*** Material shown Section Begins ***

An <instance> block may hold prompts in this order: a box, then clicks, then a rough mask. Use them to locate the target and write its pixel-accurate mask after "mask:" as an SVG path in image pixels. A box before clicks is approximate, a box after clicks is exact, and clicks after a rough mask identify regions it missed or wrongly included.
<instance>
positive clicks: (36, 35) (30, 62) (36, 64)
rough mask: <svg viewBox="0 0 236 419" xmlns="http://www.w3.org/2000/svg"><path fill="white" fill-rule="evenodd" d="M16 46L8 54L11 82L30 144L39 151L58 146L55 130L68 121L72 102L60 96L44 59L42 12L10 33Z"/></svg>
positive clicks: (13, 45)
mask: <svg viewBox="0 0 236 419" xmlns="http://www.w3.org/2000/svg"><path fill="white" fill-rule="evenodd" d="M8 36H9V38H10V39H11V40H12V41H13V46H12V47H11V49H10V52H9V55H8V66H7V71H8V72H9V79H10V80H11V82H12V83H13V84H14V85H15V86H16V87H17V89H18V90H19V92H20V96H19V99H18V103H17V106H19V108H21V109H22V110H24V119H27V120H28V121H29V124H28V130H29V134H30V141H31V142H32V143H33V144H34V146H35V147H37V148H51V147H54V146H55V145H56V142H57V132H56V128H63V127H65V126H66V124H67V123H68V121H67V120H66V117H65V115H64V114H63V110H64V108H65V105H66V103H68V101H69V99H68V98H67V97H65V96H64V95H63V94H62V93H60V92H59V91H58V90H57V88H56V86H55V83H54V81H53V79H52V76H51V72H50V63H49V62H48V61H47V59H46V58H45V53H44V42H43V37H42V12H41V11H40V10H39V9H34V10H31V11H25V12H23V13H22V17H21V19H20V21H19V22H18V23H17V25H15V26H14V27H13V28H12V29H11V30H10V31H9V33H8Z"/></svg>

*** Material shown Section Ends ***

▶ [What is required] Quote the listing above from its first line to the line with "rough mask: <svg", inclusive, and add nothing.

▶ [Exercise output]
An <instance> block may hold prompts in this order: a box, then clicks, then a rough mask. Use them to locate the target and write its pixel-accurate mask after "mask:" as an SVG path in image pixels. A box before clicks is approximate, a box after clicks is exact, and clicks after a rough mask identify regions it missed or wrongly included.
<instance>
positive clicks: (36, 35) (30, 62) (36, 64)
rough mask: <svg viewBox="0 0 236 419" xmlns="http://www.w3.org/2000/svg"><path fill="white" fill-rule="evenodd" d="M16 46L8 54L11 82L30 144L39 151L58 146L55 130L68 121L72 102L60 96L44 59L42 12L10 33Z"/></svg>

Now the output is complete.